====== Given passage ======

Re: Placement of index and TOC?

Subject: Re: Placement of index and TOC?
From: al -dot- geist -at- geistassociates -dot- com
To: "TECHWR-L" <techwr-l -at- lists -dot- techwr-l -dot- com>
Date: Fri, 19 May 2006 08:45:43 -0700 (PDT)

Donna Jones wrote:
> <<I finally find something in a magazine TOC and start digging through
> the pages only to find that none of the pages are numbered for 10 or 20
> pages on either side of the article. Or they have meaningless page
> numbers in the middle of the magazine--Advertisement page 1,
> Advertisement page 2--and I'm looking for page 119. Number the pages,
> people! And use consecutive numbers!>>
Geoff Hart replied:
> I remember asking a magazine publisher why they did this, and their
> answer was that the ads were provided as camera-ready copy (or
> print-ready PDF files nowadays) by the advertisers, and thus, given
> tight press deadlines, it wasn't possible for the desktop publisher to
> add the page numbers. The first part is true and acceptable; the latter
> part is probably nonsense. It's easy in most software to manually set
> the page numbers as a "top" layer that overprints (knocks out) even a
> full-page bleed, and not much harder to automate this with a bit of
> cleverness.

======

■ **Your objective**
Print the portion of the mailing list reply starting at "Subject: Re: Placement" and ending at "08:45:43 -0700 (PDT)". The rows that follow bear no relation to the mailing list reply about magazine page numbers.

====== Supplied material ======

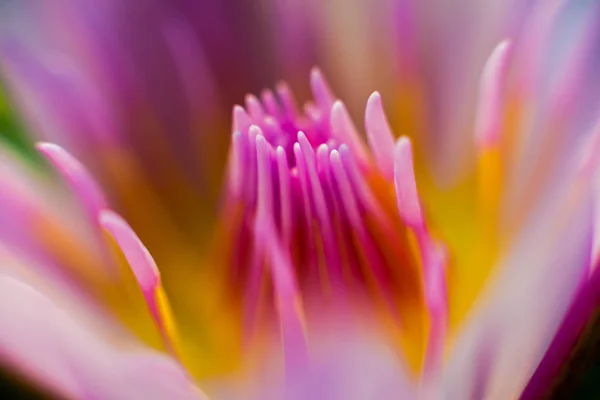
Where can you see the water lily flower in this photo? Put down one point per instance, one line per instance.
(456, 260)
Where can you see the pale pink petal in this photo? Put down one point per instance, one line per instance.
(512, 326)
(44, 342)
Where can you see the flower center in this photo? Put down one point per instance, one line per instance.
(312, 218)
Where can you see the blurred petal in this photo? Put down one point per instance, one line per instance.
(73, 359)
(512, 326)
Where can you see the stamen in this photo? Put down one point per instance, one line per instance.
(318, 197)
(381, 138)
(265, 195)
(147, 275)
(488, 123)
(288, 299)
(285, 195)
(344, 131)
(236, 162)
(270, 103)
(83, 185)
(433, 257)
(241, 119)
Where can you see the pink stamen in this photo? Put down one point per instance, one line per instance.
(344, 131)
(489, 112)
(285, 195)
(405, 184)
(288, 299)
(319, 202)
(265, 195)
(236, 162)
(433, 257)
(379, 133)
(143, 266)
(255, 108)
(270, 103)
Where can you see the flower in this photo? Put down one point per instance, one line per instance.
(461, 268)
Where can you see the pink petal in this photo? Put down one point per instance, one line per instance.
(69, 357)
(512, 327)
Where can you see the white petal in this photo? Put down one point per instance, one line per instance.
(511, 328)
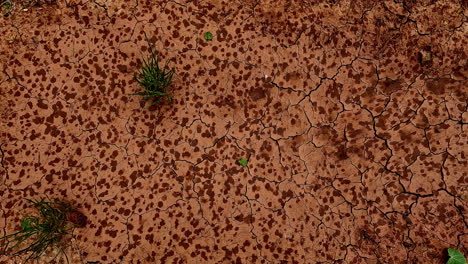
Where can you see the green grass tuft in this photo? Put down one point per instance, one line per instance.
(44, 231)
(154, 80)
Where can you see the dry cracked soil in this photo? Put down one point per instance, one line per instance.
(352, 115)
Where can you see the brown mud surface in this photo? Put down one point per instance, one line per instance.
(353, 115)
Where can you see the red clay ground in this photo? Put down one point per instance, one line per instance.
(353, 115)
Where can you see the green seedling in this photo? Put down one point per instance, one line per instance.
(44, 231)
(455, 257)
(7, 5)
(243, 162)
(208, 36)
(154, 80)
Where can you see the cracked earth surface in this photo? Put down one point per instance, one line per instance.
(352, 114)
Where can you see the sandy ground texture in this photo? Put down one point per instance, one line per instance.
(352, 114)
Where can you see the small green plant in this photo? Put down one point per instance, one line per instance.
(7, 6)
(44, 231)
(455, 257)
(243, 162)
(154, 80)
(208, 36)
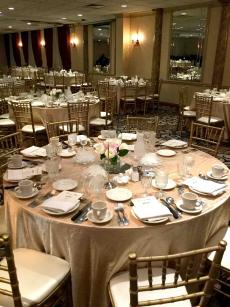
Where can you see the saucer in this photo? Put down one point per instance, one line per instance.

======

■ **Solution below**
Subject: Re: Placement of index and TOC?
From: al -dot- geist -at- geistassociates -dot- com
To: "TECHWR-L" <techwr-l -at- lists -dot- techwr-l -dot- com>
Date: Fri, 19 May 2006 08:45:43 -0700 (PDT)